• Your objective
Check each line of the listing for the string "innermost", then state how many lines have it. Only the number is wanted.

• Given data
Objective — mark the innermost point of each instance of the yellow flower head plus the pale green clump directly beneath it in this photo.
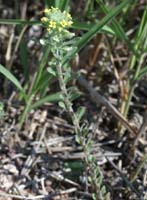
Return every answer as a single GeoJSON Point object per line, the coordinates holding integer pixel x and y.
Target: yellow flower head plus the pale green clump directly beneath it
{"type": "Point", "coordinates": [56, 24]}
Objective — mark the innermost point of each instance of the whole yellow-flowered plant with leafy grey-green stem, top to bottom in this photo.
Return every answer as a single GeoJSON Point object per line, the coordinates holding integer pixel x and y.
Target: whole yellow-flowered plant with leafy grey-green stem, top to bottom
{"type": "Point", "coordinates": [60, 40]}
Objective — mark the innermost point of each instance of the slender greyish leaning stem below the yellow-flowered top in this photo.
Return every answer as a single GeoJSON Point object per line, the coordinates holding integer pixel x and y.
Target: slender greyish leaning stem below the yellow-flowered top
{"type": "Point", "coordinates": [91, 164]}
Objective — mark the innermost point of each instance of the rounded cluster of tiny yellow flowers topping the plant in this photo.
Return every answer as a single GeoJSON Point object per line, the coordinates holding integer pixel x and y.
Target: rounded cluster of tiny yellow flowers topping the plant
{"type": "Point", "coordinates": [56, 20]}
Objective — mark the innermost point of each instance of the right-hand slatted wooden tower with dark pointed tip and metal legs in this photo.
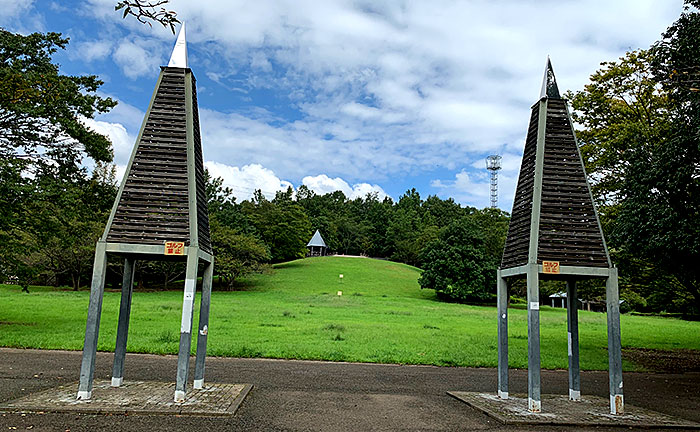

• Response to this exercise
5